[Image point grounding data]
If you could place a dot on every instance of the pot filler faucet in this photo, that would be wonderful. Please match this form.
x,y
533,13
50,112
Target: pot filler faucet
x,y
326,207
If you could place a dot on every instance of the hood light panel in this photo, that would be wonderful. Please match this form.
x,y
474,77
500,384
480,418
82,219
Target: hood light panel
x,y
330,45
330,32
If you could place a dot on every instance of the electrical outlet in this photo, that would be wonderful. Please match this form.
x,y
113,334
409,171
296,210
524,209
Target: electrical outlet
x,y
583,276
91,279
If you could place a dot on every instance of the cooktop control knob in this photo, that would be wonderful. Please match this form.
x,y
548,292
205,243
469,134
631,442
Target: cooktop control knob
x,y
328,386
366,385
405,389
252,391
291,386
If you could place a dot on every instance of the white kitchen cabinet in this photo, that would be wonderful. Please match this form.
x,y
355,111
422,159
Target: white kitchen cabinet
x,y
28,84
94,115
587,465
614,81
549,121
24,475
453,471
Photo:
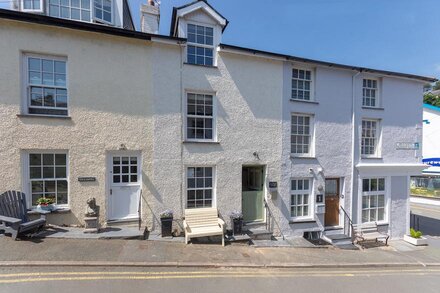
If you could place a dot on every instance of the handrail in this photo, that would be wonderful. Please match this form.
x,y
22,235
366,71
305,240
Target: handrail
x,y
269,215
348,225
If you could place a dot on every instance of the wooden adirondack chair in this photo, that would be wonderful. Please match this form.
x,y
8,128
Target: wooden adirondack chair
x,y
13,215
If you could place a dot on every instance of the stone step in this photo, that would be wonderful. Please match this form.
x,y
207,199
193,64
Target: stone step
x,y
258,234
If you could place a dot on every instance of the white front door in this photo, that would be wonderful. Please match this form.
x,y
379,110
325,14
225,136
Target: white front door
x,y
124,172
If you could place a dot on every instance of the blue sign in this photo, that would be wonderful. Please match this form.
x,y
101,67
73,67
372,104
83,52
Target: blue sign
x,y
432,161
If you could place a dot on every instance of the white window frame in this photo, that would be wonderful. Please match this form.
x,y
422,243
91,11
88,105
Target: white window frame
x,y
378,135
311,202
99,20
90,9
214,116
32,10
213,188
384,192
26,86
26,180
311,135
212,47
377,98
312,83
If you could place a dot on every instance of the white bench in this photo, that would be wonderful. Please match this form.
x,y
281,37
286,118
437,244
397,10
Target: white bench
x,y
368,231
203,222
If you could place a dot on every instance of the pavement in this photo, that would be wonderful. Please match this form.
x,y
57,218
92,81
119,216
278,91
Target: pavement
x,y
90,252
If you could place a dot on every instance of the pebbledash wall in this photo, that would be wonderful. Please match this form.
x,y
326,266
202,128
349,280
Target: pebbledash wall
x,y
108,107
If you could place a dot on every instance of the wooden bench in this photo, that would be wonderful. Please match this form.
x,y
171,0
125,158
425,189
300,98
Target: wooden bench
x,y
368,231
13,215
203,222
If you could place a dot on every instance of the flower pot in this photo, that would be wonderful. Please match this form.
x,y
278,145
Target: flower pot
x,y
167,226
47,207
415,241
237,226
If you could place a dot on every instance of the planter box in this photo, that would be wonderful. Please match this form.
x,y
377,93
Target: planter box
x,y
415,241
237,226
167,226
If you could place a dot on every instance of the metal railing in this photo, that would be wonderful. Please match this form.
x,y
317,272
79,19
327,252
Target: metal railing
x,y
271,219
348,225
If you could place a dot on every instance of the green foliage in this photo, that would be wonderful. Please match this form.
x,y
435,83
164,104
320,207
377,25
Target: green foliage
x,y
431,99
415,234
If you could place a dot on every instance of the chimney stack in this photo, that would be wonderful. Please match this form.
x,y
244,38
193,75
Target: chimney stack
x,y
150,16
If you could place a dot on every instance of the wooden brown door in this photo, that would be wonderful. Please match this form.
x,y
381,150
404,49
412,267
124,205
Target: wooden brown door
x,y
331,202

Exercise goal
Drop the pictures and give every line above again exactly.

Response area
If you could place a dot on every instance of the pot filler faucet in this photo, that would be wonderful. Please match this form.
x,y
533,13
50,112
Target: pot filler faucet
x,y
326,207
If you could place a dot on every instance of the hood light panel in this photo, that would be wonderful. Please match this form.
x,y
474,77
500,384
480,418
82,219
Target: hood light panel
x,y
330,45
330,32
If you could place a dot on every instance of the electrical outlet in this photo, that would be wonderful. Please match this form.
x,y
113,334
409,171
296,210
524,209
Target: electrical outlet
x,y
583,276
91,279
If you could place a dot on every instance of the cooktop control knob in this photo, that would be wonderful. Please match this form.
x,y
548,292
205,243
469,134
631,442
Target: cooktop control knob
x,y
328,386
366,385
405,389
252,391
291,386
If you could place a dot on every instance of the white kitchen cabinet in this photo, that would be wonderful. Please match this form.
x,y
355,111
422,159
Target: white kitchen cabinet
x,y
28,84
94,115
587,465
614,81
549,121
24,475
453,471
Photo:
If you could place a dot on every instance of the handrail in this photo, that would be wonderful. Please match this form.
x,y
22,235
366,71
305,240
Target: handrail
x,y
269,215
348,225
If you could place a dot on every instance of the wooden adirondack chair in this photo, that would be wonderful. Please match this form.
x,y
8,128
Target: wooden adirondack chair
x,y
13,215
If you could place a dot on every instance of the stone step in this photo, that would be wonderful. Please match this form.
x,y
207,199
193,64
Target: stone step
x,y
258,234
If you could place a dot on every instance of the white front door in this photo, that would be wonderful. Please match this form.
x,y
379,110
325,14
225,136
Target: white front door
x,y
124,172
If you could place a dot on every instance of the blue sign in this photo, that would be wonderful. Please match this form.
x,y
101,67
73,67
372,104
83,52
Target: blue sign
x,y
432,161
If you could place a dot on every instance of the white window frame in this photo, that would be wonderful. Please match this form.
x,y
422,243
91,11
88,105
Target: white window frame
x,y
378,135
311,202
99,20
90,9
214,116
32,10
213,188
384,192
26,86
26,180
311,135
212,47
377,98
312,83
If you could place a dot on every instance of the white bench in this photo, that would be wonderful. Please match this form.
x,y
281,37
286,118
437,244
397,10
Target: white bench
x,y
368,231
203,222
If you could place a dot on every instance of the pavement in this photo, that would be wonderful. Please match this form.
x,y
57,218
92,81
119,216
278,91
Target: pavement
x,y
90,252
If you could place a dot on every instance of the pebbledash wall in this photo, that would be wonderful. Please match this form.
x,y
326,266
202,128
349,280
Target: pebbledash wall
x,y
108,107
If you could place a dot on every instance of the wooden bench in this photo, that would be wonderful. Please match this form.
x,y
171,0
125,158
425,189
300,98
Target: wooden bench
x,y
368,231
13,215
203,222
If you could place a dot on every instance of the flower pot in this photo, that would be wonderful. Please match this form.
x,y
278,145
Target: flower pot
x,y
167,226
47,207
415,241
237,226
If you could place a dot on every instance of the planter box in this photo, that would be wonderful. Please match this form.
x,y
377,93
Target: planter box
x,y
415,241
237,226
167,226
If you could place a dot on every instance of the metal railing in this photo, that would be wonderful. Please match this form.
x,y
317,272
79,19
327,252
Target: metal railing
x,y
271,219
348,225
If you could place a dot on every instance of the green foliage in this photo, that would be wonderful. Please match this form.
x,y
435,83
164,104
320,207
377,25
Target: green foliage
x,y
431,99
415,234
If you could place a dot on every instance of the chimney stack in this photo, that would be wonderful. Please match this form.
x,y
244,38
193,75
Target: chimney stack
x,y
150,16
If you could place a dot on every instance of the wooden brown door in this photo, that would be wonderful. Please match this form.
x,y
381,150
404,49
412,267
124,205
Target: wooden brown door
x,y
331,202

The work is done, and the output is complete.